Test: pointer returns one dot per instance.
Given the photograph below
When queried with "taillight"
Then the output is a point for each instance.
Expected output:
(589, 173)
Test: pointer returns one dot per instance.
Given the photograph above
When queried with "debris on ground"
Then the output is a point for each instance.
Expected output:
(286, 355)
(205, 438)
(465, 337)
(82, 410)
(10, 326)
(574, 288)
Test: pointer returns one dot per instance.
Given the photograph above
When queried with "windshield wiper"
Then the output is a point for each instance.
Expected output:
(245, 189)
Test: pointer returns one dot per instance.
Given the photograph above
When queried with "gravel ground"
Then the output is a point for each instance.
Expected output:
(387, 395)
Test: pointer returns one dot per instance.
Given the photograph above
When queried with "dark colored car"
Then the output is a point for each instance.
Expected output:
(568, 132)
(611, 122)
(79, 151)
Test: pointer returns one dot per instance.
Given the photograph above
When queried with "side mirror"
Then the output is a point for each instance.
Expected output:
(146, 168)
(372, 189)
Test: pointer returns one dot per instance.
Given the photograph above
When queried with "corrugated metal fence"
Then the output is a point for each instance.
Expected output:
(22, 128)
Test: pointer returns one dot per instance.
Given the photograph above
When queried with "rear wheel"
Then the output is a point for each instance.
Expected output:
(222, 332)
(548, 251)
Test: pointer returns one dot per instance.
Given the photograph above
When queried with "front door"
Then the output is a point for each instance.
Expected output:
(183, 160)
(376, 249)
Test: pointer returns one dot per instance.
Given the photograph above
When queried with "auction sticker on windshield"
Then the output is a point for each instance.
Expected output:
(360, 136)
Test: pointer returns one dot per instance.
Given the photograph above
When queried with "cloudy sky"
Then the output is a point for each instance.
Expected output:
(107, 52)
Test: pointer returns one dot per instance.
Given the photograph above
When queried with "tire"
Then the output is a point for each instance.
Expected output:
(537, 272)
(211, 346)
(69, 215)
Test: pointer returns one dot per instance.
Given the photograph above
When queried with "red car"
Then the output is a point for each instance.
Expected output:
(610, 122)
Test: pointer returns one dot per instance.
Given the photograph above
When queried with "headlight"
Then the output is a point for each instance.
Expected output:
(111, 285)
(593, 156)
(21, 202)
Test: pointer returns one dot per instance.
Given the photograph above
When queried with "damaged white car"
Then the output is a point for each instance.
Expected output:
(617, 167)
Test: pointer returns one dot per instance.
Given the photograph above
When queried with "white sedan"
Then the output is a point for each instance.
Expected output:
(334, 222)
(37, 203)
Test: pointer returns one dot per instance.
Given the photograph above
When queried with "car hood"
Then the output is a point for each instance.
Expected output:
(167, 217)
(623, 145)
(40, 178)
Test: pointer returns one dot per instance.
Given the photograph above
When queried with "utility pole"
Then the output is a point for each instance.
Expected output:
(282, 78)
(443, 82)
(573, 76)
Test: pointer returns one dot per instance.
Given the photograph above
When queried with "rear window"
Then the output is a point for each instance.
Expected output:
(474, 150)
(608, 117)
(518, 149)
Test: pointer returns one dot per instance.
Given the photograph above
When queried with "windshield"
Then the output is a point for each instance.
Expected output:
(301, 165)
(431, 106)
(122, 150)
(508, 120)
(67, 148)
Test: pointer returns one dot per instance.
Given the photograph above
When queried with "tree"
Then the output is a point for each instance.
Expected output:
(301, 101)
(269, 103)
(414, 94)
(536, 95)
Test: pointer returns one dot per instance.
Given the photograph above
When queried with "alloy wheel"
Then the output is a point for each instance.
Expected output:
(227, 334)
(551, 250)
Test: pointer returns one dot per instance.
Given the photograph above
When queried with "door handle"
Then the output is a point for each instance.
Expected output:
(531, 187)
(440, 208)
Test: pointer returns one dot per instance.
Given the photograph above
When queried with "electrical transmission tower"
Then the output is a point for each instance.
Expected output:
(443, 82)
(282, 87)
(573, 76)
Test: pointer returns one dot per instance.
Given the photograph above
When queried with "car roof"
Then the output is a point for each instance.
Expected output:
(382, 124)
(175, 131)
***
Short problem:
Collect every line in the records above that contains the string "wheel", and copy each line in full.

Exercise answer:
When queried with "rear wheel"
When queried with "alloy wheel"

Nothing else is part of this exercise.